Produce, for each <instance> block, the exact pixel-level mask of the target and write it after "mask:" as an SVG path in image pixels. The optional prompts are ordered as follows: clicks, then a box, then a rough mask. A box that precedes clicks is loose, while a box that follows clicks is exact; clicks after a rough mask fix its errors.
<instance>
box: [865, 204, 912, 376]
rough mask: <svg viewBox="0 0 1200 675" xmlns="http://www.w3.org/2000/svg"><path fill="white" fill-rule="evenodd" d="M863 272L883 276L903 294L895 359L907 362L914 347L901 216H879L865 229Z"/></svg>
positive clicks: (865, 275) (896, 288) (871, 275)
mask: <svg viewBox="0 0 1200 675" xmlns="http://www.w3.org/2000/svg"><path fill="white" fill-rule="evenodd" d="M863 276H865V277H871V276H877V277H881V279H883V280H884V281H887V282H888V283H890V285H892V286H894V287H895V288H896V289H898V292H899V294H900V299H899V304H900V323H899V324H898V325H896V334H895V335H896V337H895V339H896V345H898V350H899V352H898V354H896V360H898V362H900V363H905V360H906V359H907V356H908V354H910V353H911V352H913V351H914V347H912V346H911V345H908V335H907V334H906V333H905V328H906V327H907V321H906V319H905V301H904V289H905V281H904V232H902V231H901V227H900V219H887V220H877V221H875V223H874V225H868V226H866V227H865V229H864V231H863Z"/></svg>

□ □ □ □ □

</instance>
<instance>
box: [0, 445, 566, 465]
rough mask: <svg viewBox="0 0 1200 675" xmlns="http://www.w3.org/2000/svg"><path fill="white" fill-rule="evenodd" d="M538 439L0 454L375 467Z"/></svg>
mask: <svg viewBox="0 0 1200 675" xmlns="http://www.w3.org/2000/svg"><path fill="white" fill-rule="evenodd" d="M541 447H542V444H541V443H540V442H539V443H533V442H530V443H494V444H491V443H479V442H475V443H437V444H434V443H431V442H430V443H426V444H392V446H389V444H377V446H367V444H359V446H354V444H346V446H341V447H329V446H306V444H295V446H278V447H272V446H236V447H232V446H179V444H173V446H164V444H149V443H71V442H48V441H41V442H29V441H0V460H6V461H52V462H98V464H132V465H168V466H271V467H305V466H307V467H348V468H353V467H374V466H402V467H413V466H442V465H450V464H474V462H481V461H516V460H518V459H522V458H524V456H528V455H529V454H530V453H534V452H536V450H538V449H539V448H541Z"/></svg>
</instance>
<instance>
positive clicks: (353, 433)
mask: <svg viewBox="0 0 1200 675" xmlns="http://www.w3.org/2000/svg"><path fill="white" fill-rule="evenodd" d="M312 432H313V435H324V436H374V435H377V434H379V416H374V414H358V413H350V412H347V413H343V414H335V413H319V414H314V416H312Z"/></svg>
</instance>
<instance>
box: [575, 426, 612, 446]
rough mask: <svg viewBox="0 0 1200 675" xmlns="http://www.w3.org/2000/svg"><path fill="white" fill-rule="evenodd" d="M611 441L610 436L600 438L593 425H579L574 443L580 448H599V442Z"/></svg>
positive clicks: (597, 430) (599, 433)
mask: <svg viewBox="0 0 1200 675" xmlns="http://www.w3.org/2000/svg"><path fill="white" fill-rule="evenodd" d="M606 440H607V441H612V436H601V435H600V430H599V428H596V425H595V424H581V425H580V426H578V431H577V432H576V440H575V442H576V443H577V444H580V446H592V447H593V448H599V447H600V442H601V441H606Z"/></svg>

□ □ □ □ □

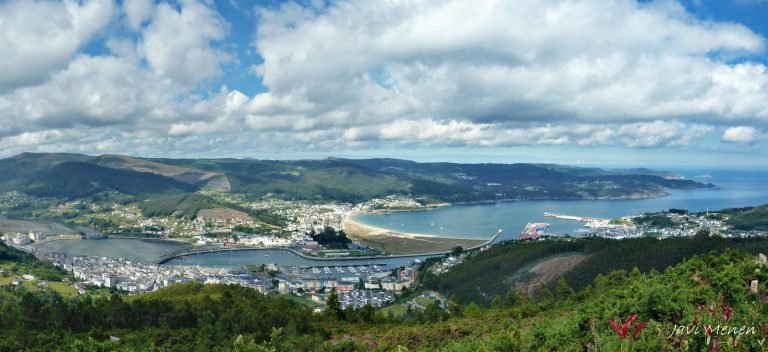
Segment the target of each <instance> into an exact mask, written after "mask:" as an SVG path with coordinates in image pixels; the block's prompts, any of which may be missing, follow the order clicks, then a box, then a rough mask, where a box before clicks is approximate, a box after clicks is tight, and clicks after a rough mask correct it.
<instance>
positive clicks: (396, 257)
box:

□ □ □ □ □

Using the entries, return every line where the word "image" can be found.

■ **Result of this task**
Produce, for each <instance> block, the exact pixel-level mask of the target and write it after "mask:" as an SVG path in image pixels. The optional prompts are ordered as follows: clicks, then a box, then a rough mask. A box that precedes clicks is loose, while a box that follows clicks is exact; clicks after a rough mask fix its errors.
Segment the target of each <instance> into an exact mask, written after "mask:" as an SVG path with coordinates in image pixels; the block's prompts, any of which may be missing, follow the order clicks, then a box, then a rough mask, where a box before clicks is approximate, a box after clicks is tight, and clicks after a rough mask correct it.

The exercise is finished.